Task directions » Extract the complete listing and output it unchanged.

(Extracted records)

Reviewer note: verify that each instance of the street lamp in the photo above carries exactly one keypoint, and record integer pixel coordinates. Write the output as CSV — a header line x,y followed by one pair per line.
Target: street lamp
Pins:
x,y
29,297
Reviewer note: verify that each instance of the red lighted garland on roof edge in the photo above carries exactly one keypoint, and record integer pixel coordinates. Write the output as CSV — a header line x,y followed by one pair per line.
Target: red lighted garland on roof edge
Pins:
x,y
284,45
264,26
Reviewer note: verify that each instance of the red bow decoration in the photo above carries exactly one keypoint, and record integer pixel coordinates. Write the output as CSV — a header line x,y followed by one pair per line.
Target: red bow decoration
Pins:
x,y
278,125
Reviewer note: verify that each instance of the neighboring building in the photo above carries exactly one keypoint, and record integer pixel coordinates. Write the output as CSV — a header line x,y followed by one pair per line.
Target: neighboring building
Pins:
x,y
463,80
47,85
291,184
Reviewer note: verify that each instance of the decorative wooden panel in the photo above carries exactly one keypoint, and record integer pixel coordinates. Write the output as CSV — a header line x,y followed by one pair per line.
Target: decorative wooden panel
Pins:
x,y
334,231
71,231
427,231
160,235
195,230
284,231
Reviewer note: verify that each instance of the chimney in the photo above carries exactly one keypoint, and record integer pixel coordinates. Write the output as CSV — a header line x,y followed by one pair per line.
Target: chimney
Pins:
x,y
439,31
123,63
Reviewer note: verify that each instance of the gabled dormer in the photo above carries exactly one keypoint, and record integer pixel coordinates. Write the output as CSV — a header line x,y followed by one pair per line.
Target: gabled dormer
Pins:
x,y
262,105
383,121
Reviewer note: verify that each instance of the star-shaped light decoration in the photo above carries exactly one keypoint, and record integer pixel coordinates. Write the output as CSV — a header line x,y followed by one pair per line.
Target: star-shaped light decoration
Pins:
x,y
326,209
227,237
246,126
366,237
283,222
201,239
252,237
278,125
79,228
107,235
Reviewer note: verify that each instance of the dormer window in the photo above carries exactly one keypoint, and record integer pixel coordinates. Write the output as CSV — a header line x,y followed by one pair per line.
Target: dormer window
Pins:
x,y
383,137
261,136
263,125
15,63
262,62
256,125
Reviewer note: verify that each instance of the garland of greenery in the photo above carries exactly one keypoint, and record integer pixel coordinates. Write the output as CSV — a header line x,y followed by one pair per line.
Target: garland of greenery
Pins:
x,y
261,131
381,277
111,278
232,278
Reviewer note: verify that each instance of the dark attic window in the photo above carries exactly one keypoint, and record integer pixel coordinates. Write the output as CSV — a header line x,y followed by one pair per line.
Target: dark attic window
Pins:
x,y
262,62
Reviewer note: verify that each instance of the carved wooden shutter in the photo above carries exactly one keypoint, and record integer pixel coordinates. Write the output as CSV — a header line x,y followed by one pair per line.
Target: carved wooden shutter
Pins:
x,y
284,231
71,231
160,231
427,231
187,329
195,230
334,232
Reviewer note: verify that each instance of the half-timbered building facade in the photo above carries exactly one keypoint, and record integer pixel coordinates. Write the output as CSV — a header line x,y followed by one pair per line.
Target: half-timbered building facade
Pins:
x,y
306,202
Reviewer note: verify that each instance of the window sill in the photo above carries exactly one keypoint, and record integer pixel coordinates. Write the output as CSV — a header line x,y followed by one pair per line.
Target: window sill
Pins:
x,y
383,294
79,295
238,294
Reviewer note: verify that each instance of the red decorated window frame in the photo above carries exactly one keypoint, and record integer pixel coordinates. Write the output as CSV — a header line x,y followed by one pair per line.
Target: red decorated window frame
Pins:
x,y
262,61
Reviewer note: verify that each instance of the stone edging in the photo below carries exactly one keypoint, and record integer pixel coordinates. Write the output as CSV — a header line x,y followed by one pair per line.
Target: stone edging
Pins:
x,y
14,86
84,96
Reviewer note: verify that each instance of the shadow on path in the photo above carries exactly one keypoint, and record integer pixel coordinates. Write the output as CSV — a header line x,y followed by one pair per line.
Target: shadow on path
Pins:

Problem solution »
Reviewer note: verify that each instance of the street lamp in the photo above carries exactly one keypoint, and record integer pixel coordinates. Write the output as CSV — a header line x,y followed by one pair per line.
Target: street lamp
Pins:
x,y
29,297
Reviewer note: verify that each instance of the red lighted garland on roof edge in the photo above carries exactly one keypoint, and record integer pixel coordinates. Write the output as CSV — a header line x,y followed by one pair per line.
Target: red lighted garland on roof edge
Pins:
x,y
284,45
264,26
Reviewer note: verify that each instance of the red bow decoration in the photo above carries exactly one keypoint, and record integer pixel coordinates. Write the output as CSV — a header line x,y followed by one pair per line.
Target: red bow decoration
Pins:
x,y
278,125
Reviewer note: verify that each instance of the neighboring building in the photo above carries exactly one keypoint, and record integer pixel coordinates. Write the output as CSV — a header line x,y followed by one pair per line.
Target: neighboring building
Pins:
x,y
463,80
47,85
291,184
Reviewer note: verify that each instance of the decorative wooden panel in the photo above carries exactly one keypoint, and record integer pixel coordinates. Write the output as CSV — a header line x,y followed by one pair per line.
Target: decorative wooden panel
Pins:
x,y
334,231
71,231
427,231
160,235
195,230
284,231
Reviewer note: verify that each instance of the chimney in the photo above carries exactly one keypoint, and record integer pixel coordinates. Write the output as CSV — a header line x,y followed by one pair per line.
Target: chimney
Pins:
x,y
439,31
123,63
Reviewer note: verify that each instance of the gabled dormer in the photo above carries exactly one keypoint, and record integer pixel coordinates. Write the output as CSV — a header line x,y followed by one pair per line.
Target: gabled dormer
Pins:
x,y
262,105
383,121
Reviewer note: verify that each instance of the star-shaped light decoration in the photo above carries exactly one keypoint, and record integer pixel coordinates. Write the output as CSV — a header line x,y followed by one pair per line.
Target: star-shaped light decoration
Pins:
x,y
326,209
227,237
246,126
366,237
283,222
201,239
252,237
278,125
79,228
107,235
Reviewer note: verify that each instance of the dormer window in the photo above carries exactly one keypoint, and record integer pixel coordinates. Write the output as CSV — a header line x,y followed by one pair per line.
Target: dormer window
Pins:
x,y
383,137
261,136
263,125
15,63
262,62
256,125
Reviewer note: verify that each instance of the garland of greenery in the photo above carries exactly one keypoint, and record integer pixel coordinates. Write the output as CSV — a header line x,y followed by one pair per line.
Target: garland of greenery
Pins:
x,y
261,131
381,277
111,278
232,278
Reviewer note: verify that each instance of the dark attic window in the photo above carries exactly one keypoint, and record integer pixel coordinates. Write the output as CSV — a header line x,y followed by one pair per line.
Target: dark attic window
Pins:
x,y
262,62
Reviewer note: verify that each instance of the carved wooden shutter in the photo above carries exactly one keypoint, and record integer pixel coordinates. Write the output as CSV — a header line x,y followed by one pair per line.
Target: carved wooden shutter
Pins:
x,y
284,231
71,231
160,231
427,231
187,329
195,230
334,232
Reviewer note: verify that each instance of the half-timbered building facade in the photo above carries exactly one keypoint, and record integer pixel coordinates. Write the output as CSV — a header line x,y followed by one pair per line.
Target: half-timbered building facade
Pins:
x,y
306,202
Reviewer note: verify that each instance of the window sill in the photo above carries exactly one keypoint, and record integer pixel coordinates. Write the output as CSV — a header line x,y followed by one pair per line.
Target: window sill
Pins:
x,y
383,294
79,295
238,294
Reviewer note: verify that each instance of the red decorated window frame in the photo above carries exactly one keypoint, and record integer pixel coordinates. Write the output as CSV — a header line x,y followed by one pair per line.
Target: red decorated window frame
Pins:
x,y
262,61
Reviewer note: verify that each instance of the stone edging in the photo below carries exactly one keypoint, and record integer pixel coordinates. Write the output as CSV — a header line x,y followed by one pair per line.
Target: stone edging
Pins:
x,y
14,86
84,96
Reviewer note: verify that each instance of the shadow on path in the photo above carries exactly one keypoint, and record integer pixel coordinates. Write the output as CSV — a header line x,y followed by one pair per line.
Target: shadow on path
Pins:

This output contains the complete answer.